__INPUT FOR THIS TASK__:
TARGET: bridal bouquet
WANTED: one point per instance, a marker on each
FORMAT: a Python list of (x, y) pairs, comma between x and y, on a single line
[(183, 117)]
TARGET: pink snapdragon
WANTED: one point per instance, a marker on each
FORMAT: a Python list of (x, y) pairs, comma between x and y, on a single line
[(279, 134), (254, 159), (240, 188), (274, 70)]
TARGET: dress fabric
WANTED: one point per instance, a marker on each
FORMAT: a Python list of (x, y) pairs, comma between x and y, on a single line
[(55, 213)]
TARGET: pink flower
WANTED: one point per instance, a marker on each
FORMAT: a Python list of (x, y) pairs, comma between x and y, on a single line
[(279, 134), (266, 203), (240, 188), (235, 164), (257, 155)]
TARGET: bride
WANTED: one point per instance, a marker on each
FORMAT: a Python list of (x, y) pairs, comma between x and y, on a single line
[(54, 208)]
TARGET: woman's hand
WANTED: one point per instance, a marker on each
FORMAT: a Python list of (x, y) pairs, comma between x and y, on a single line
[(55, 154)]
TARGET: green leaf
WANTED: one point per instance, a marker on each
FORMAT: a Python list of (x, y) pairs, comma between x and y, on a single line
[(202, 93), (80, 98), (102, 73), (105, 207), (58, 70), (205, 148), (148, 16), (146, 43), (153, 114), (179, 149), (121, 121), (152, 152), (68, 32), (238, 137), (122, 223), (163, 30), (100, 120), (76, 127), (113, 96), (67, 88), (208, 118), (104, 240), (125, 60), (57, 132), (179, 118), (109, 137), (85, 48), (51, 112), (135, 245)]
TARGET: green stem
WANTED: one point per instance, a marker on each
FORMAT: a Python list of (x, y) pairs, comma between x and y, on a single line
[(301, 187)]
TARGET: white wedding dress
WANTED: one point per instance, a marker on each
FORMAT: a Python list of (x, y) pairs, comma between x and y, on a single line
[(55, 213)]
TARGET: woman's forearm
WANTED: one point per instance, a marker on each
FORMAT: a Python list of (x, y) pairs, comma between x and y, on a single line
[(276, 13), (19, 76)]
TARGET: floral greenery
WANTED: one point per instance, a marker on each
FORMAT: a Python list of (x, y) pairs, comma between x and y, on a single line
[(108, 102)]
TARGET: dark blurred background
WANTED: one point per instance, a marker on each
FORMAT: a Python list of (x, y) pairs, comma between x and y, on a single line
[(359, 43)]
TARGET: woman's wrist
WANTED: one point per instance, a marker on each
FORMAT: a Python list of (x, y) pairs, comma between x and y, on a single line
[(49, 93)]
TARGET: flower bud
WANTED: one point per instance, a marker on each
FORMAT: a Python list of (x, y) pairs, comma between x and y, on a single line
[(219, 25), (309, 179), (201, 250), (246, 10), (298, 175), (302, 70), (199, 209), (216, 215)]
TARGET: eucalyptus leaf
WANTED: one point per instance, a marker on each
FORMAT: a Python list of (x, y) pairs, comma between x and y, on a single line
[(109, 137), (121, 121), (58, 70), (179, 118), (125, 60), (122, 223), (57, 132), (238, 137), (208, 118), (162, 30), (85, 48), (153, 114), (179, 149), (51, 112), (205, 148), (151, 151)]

__AIM__: Transcribe the material without alteration, starting with its first line and continuing through the line that contains "[(55, 154)]", including both of these lines.

__OUTPUT OF THE EXERCISE__:
TARGET: bridal bouquet
WANTED: one point per instance, a marker on each
FORMAT: a Python list of (x, y) pairs, comma between x and y, on a single line
[(183, 117)]
TARGET: pink snapdragon
WANTED: one point per instance, a marker on each
FORMAT: a Python list of (x, y) pairs, comma between x and y, on a single line
[(279, 134), (254, 159), (240, 188), (274, 70)]
TARGET: dress fabric
WANTED: one point per instance, a marker on each
FORMAT: a Python list of (x, y) pairs, comma between x and y, on a single line
[(55, 213)]
TARGET: pink flower
WANTED: one point per instance, a marker on each
FORMAT: a Python list of (x, y) pairs, comma between x and y, on a single line
[(279, 134), (266, 203), (240, 188), (235, 164), (257, 155)]
TARGET: bride
WANTED: one point per instance, a marker on each
FORMAT: a Python list of (x, y) pairs, comma between x and y, on a single line
[(54, 208)]
TARGET: woman's hand
WANTED: one point per instance, a marker on each
FORMAT: a Python list of (x, y) pairs, comma between x and y, on a single line
[(55, 154)]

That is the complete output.